Data for analysis START
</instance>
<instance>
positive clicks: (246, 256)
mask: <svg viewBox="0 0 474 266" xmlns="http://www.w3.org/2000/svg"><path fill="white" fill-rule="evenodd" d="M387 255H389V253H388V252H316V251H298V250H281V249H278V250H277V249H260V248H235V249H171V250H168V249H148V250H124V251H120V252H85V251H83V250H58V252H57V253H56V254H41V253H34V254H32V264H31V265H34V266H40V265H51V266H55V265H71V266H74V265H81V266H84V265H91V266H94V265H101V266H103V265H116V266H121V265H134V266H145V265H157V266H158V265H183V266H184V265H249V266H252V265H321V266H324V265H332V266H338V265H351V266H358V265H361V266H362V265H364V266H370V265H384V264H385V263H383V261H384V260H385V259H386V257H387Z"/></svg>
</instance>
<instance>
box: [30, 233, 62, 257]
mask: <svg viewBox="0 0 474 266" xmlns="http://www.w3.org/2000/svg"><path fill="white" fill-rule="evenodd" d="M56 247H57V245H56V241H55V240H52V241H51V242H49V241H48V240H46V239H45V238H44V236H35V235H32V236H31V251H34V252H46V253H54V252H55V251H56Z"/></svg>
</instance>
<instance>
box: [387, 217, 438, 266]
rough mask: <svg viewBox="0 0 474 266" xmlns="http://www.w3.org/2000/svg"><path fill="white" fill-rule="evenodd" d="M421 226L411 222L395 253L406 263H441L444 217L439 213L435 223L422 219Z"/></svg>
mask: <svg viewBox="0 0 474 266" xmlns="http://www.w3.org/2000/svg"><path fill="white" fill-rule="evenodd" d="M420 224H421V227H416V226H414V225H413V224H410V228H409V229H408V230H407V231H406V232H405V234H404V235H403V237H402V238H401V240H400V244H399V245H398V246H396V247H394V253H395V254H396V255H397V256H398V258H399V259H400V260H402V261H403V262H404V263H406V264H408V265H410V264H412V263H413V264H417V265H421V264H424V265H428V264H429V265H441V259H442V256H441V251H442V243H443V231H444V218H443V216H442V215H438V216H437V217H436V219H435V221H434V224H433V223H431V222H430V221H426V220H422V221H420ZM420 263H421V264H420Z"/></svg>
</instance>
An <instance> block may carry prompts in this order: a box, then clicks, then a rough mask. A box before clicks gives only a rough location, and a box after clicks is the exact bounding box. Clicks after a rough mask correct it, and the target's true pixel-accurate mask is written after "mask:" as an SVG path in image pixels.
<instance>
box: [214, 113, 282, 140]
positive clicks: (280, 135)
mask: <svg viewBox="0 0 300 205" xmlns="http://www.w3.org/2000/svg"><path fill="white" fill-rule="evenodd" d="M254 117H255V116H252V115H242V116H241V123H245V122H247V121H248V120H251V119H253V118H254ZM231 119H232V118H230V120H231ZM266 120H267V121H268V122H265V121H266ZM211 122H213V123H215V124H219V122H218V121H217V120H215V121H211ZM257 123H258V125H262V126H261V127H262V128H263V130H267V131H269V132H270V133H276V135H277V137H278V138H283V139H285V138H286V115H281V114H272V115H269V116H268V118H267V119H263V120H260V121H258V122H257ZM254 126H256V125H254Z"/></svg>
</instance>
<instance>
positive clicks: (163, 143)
Data for analysis END
▶ **What to do**: Exactly reproduce all of the entries.

▶ **Output of the exercise**:
</instance>
<instance>
positive clicks: (246, 256)
mask: <svg viewBox="0 0 474 266" xmlns="http://www.w3.org/2000/svg"><path fill="white" fill-rule="evenodd" d="M387 255H389V253H388V252H316V251H298V250H281V249H278V250H277V249H260V248H235V249H171V250H168V249H148V250H124V251H120V252H85V251H83V250H58V252H57V253H56V254H41V253H34V254H32V264H31V265H34V266H40V265H51V266H55V265H71V266H74V265H81V266H84V265H91V266H94V265H101V266H103V265H116V266H121V265H134V266H145V265H157V266H158V265H183V266H184V265H249V266H252V265H321V266H324V265H332V266H338V265H351V266H358V265H361V266H362V265H364V266H370V265H384V264H385V263H383V261H384V260H385V259H386V257H387Z"/></svg>
</instance>
<instance>
box: [30, 233, 62, 257]
mask: <svg viewBox="0 0 474 266" xmlns="http://www.w3.org/2000/svg"><path fill="white" fill-rule="evenodd" d="M56 247H57V245H56V241H55V240H52V241H51V242H49V241H48V240H46V239H45V238H44V236H35V235H32V236H31V251H34V252H46V253H54V252H55V251H56Z"/></svg>
</instance>
<instance>
box: [387, 217, 438, 266]
rough mask: <svg viewBox="0 0 474 266" xmlns="http://www.w3.org/2000/svg"><path fill="white" fill-rule="evenodd" d="M421 226L411 222L395 253L406 263H441L444 217L439 213L435 223L422 219Z"/></svg>
mask: <svg viewBox="0 0 474 266" xmlns="http://www.w3.org/2000/svg"><path fill="white" fill-rule="evenodd" d="M420 224H421V227H416V226H414V225H413V224H410V228H409V229H408V230H407V231H406V232H405V234H404V235H403V237H402V238H401V240H400V244H399V245H398V246H396V247H394V253H395V254H396V255H397V256H398V258H399V259H400V260H402V261H403V262H404V263H406V264H408V265H410V264H412V263H413V264H417V265H421V264H424V265H428V264H429V265H441V259H442V256H441V251H442V243H443V231H444V218H443V216H442V215H438V216H437V217H436V219H435V221H434V224H433V223H431V222H430V221H426V220H422V221H420ZM420 263H421V264H420Z"/></svg>
</instance>
An <instance> block may carry prompts in this order: a box, then clicks, then a rough mask. A box before clicks gives only a rough location, and a box after clicks is the exact bounding box. Clicks after a rough mask correct it, and the target's true pixel-accurate mask is written after "mask:" as an SVG path in image pixels.
<instance>
box: [214, 113, 282, 140]
positive clicks: (280, 135)
mask: <svg viewBox="0 0 300 205" xmlns="http://www.w3.org/2000/svg"><path fill="white" fill-rule="evenodd" d="M254 117H255V116H252V115H242V116H241V123H245V122H247V121H248V120H251V119H253V118H254ZM231 119H232V118H230V120H231ZM266 120H267V121H268V122H265V121H266ZM211 122H213V123H215V124H219V122H218V121H217V120H215V121H211ZM257 123H258V125H262V126H261V127H262V128H263V130H267V131H269V132H270V133H276V135H277V137H278V138H283V139H285V138H286V115H281V114H272V115H269V116H268V118H267V119H263V120H260V121H258V122H257ZM254 126H256V125H254Z"/></svg>
</instance>
<instance>
positive clicks: (163, 143)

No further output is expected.